** What needs to be done **
Render the material below as a numbered list, starting at the line containing "Challenge: find every instance of blue helmet" and ending at the line containing "[258, 115, 302, 152]", both included. Leave out blank lines and pictures.

** Box-labeled dataset extracts **
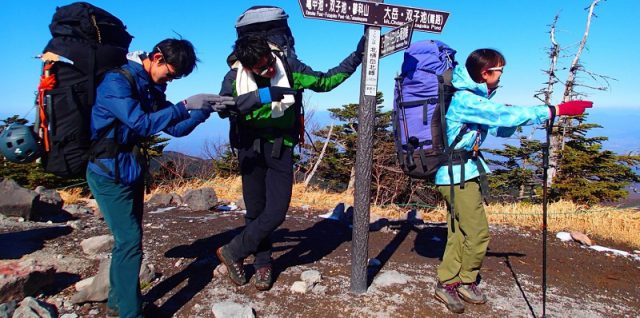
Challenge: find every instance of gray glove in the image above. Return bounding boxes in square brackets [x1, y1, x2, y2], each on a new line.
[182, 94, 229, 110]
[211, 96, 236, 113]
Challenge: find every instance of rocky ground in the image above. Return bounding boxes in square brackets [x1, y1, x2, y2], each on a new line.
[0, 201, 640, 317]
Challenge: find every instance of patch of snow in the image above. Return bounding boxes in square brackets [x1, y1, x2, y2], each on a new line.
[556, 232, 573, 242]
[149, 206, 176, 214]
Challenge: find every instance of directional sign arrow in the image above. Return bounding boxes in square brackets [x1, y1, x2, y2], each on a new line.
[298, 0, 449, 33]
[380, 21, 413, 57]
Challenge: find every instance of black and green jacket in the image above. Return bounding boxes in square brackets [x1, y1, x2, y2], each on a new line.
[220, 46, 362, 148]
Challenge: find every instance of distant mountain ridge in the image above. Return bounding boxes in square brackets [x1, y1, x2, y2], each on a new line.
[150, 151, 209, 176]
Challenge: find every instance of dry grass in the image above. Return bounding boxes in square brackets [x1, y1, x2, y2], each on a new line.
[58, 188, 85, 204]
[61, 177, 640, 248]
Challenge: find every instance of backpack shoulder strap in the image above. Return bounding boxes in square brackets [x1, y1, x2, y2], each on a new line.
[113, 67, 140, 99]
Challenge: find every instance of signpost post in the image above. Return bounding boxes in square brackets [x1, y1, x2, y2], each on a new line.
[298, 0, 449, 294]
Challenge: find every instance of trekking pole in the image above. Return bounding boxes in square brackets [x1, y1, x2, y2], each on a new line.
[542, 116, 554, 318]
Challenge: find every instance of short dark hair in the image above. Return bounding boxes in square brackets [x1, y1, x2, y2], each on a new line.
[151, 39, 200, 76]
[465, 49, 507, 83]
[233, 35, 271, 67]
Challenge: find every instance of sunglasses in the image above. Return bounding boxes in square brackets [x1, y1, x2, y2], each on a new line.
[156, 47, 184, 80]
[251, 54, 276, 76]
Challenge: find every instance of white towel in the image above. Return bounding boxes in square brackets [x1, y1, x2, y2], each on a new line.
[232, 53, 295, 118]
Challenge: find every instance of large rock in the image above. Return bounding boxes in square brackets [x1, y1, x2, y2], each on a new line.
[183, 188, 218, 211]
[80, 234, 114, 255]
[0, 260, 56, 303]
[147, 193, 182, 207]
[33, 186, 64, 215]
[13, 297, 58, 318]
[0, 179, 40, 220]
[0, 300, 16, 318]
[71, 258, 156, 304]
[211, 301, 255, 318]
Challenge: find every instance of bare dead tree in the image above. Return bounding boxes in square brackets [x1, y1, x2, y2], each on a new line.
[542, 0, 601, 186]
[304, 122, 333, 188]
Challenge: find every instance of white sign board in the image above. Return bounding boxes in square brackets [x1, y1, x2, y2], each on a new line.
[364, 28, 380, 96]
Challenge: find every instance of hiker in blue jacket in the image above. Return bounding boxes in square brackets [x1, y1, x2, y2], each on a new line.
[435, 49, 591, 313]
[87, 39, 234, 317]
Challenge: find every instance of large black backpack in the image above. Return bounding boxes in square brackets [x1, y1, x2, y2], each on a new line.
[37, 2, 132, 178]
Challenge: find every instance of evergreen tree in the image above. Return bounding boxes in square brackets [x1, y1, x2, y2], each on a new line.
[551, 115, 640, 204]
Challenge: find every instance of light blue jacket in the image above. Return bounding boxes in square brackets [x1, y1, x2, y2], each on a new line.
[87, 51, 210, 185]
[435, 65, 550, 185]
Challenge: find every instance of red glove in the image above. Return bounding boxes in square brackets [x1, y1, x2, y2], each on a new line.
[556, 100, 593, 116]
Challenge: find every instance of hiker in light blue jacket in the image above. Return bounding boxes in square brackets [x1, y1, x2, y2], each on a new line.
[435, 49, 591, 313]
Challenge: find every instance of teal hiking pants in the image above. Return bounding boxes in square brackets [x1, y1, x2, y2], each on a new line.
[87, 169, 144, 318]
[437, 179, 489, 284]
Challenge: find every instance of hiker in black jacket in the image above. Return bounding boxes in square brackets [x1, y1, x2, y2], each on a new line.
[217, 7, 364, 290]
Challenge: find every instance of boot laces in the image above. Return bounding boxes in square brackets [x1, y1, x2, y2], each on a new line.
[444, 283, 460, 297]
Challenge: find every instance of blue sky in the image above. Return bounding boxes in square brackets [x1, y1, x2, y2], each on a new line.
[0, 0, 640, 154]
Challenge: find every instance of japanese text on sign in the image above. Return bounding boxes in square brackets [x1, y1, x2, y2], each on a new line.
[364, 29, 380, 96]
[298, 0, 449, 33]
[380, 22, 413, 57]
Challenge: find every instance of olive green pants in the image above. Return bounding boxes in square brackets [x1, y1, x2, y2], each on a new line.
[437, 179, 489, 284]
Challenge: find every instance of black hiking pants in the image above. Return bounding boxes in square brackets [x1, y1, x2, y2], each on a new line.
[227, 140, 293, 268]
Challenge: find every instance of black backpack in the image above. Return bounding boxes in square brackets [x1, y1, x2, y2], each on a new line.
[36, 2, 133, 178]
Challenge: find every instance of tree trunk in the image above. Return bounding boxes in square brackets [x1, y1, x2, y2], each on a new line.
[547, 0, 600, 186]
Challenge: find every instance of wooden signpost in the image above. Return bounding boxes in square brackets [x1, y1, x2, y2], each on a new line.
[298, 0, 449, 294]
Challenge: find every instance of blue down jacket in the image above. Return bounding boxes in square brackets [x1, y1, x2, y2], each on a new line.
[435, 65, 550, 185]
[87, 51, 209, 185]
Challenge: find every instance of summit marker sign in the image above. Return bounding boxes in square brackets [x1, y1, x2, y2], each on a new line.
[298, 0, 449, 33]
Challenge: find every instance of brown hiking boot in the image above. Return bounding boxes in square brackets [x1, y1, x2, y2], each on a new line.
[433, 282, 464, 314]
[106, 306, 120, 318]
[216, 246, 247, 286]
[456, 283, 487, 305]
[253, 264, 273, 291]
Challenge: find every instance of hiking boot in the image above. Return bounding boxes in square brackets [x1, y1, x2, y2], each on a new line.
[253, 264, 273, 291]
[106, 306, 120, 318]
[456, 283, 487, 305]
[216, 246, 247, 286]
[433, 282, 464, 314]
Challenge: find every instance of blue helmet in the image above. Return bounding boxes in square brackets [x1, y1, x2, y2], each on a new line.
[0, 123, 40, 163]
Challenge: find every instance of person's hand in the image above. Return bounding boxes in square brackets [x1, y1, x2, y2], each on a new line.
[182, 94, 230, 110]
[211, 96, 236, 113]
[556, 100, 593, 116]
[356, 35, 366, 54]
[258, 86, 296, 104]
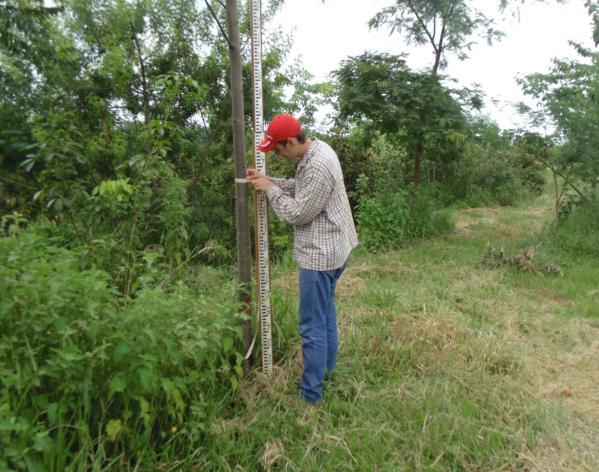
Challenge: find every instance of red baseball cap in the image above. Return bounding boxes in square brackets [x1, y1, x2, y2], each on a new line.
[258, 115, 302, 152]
...
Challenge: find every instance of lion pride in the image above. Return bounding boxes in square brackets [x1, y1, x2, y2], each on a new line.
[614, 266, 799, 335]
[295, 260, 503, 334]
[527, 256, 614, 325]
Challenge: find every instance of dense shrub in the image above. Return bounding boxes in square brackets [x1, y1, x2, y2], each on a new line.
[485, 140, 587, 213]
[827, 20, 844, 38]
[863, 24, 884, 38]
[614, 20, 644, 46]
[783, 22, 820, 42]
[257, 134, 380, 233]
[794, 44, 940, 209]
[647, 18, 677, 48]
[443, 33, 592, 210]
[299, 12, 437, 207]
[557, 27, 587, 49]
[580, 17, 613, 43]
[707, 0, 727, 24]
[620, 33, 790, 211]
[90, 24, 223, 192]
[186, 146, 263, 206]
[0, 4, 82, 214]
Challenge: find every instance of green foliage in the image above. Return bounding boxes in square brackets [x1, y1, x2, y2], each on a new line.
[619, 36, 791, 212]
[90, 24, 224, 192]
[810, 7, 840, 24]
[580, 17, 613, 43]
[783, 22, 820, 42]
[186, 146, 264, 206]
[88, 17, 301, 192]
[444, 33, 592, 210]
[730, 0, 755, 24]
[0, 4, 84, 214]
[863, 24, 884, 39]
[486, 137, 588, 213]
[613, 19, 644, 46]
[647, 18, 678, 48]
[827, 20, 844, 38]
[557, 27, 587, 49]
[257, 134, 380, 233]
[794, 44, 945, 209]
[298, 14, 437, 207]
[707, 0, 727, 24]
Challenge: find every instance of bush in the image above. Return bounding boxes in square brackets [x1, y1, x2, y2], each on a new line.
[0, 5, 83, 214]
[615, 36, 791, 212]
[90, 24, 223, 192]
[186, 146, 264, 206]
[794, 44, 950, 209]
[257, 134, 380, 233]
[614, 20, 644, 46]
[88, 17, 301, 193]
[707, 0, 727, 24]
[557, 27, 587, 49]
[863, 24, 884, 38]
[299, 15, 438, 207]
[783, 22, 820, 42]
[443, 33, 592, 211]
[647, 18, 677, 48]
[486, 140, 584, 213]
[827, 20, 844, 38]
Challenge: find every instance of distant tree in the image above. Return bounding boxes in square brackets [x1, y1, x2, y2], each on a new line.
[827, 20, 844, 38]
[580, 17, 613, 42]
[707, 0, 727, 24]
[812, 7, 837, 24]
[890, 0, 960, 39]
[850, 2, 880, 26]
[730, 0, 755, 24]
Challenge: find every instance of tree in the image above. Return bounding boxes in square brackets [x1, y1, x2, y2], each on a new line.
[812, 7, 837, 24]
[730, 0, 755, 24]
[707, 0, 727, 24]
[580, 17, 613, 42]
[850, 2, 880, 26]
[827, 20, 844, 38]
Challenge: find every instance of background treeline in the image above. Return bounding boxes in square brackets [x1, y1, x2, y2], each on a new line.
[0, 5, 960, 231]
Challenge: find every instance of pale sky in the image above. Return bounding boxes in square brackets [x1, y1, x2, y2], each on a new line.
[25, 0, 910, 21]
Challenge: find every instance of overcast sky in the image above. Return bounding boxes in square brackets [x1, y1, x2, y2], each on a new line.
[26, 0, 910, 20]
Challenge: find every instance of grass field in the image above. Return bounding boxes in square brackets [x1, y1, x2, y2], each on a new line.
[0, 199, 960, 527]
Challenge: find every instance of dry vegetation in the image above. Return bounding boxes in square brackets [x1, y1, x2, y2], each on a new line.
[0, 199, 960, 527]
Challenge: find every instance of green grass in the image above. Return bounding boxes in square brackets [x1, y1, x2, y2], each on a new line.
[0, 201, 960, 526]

** Solution for this task **
1. Challenge: find every instance of blue helmet in the image above. Return bounding boxes in square brackets [x1, y1, x2, y2], each on a new line.
2. [0, 123, 40, 163]
3. Challenge: find every instance of person's hand in the image above. Return bounding boxes in square brackets [x1, y1, x2, y2], each on a new line.
4. [182, 94, 230, 110]
5. [211, 96, 236, 113]
6. [556, 100, 593, 116]
7. [356, 35, 366, 54]
8. [258, 86, 296, 104]
9. Challenge: find every instance of red baseball cap in the image above. Return bounding boxes in square brackets [x1, y1, x2, y2], each on a new line.
10. [258, 115, 302, 152]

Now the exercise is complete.